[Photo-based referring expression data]
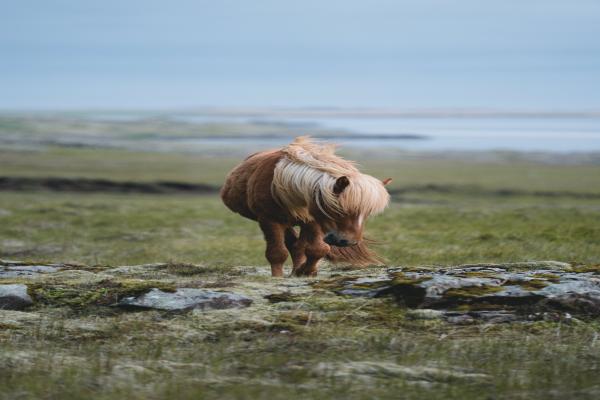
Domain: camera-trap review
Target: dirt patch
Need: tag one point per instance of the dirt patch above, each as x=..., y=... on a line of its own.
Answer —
x=102, y=185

▶ [Required action]
The records above are to be copied exactly, without their pictures.

▶ [Task result]
Domain: camera-trap review
Target: dirt patch
Need: tag one point per instance of the dirt patch above, each as x=..., y=... on a line of its own.
Answer —
x=102, y=185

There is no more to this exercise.